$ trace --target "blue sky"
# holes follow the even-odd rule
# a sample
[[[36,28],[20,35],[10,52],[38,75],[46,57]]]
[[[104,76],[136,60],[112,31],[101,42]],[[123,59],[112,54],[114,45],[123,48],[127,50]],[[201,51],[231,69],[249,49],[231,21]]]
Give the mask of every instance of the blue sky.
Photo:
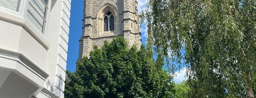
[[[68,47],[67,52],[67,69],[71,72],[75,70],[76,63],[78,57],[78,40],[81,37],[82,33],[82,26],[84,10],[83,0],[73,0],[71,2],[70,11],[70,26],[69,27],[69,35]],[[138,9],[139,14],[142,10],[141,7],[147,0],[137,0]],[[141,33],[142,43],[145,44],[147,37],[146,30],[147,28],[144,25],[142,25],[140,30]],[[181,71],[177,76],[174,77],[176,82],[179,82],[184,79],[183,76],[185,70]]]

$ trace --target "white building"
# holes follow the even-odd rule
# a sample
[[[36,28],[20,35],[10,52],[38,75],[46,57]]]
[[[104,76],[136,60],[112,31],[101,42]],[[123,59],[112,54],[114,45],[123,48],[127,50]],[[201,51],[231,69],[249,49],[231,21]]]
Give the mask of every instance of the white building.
-=-=-
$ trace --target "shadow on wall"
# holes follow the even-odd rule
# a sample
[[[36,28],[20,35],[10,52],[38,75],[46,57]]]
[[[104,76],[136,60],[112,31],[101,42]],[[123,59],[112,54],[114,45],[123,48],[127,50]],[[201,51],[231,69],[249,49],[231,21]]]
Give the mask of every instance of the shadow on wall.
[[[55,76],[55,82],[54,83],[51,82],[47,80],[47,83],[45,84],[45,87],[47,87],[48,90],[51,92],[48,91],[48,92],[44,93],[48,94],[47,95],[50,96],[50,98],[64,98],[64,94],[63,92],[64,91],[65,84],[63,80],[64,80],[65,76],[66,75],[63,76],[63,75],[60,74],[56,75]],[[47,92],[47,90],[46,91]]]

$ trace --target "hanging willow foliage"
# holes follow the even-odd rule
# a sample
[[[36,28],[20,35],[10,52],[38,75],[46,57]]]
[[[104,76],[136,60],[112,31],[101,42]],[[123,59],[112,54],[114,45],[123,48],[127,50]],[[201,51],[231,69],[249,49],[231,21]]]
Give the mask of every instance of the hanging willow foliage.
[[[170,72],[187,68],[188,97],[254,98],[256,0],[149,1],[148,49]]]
-=-=-
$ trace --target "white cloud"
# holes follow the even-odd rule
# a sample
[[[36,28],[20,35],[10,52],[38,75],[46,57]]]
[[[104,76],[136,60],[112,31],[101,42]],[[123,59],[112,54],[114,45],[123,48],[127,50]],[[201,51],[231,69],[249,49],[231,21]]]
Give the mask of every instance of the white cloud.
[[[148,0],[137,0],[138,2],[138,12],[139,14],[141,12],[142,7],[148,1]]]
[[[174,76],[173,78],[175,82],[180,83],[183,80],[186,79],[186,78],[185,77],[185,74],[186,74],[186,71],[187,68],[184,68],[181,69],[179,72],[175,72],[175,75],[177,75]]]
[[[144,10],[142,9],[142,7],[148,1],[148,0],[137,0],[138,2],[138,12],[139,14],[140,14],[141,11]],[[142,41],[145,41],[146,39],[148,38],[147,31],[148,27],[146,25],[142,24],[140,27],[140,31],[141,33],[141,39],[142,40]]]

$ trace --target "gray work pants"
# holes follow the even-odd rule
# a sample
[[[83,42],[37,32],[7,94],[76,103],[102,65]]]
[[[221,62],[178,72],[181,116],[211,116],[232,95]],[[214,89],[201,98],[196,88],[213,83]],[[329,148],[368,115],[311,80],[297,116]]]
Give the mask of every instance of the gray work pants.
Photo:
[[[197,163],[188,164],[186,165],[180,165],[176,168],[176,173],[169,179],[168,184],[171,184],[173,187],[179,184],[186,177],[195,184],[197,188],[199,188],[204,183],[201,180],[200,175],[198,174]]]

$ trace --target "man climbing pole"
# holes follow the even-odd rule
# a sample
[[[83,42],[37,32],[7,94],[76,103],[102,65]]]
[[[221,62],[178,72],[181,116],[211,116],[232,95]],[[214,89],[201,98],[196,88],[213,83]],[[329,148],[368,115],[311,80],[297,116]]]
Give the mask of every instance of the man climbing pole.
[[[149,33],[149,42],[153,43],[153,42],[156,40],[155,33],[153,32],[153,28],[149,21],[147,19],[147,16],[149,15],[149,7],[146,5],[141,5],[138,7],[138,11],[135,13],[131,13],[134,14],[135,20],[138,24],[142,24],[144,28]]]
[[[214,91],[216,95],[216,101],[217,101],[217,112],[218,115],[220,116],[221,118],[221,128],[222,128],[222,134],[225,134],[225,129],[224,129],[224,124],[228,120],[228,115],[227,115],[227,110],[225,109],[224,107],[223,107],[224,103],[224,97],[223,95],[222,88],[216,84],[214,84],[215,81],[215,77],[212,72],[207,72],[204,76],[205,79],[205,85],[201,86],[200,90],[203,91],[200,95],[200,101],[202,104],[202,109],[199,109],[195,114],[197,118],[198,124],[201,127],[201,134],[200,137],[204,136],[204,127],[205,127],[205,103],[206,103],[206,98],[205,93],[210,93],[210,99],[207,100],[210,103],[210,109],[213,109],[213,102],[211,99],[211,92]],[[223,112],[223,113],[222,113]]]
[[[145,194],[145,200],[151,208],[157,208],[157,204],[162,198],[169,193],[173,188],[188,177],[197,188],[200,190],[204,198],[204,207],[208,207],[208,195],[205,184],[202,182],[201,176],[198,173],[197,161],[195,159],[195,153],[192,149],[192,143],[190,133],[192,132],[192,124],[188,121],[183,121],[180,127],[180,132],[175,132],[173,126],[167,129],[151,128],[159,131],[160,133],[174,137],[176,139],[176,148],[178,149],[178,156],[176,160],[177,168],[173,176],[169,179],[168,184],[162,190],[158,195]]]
-=-=-
From the material above, pull out every line that contains the string "gray". Case must match.

$ trace --target "gray work pants"
Give the mask of every instance of the gray work pants.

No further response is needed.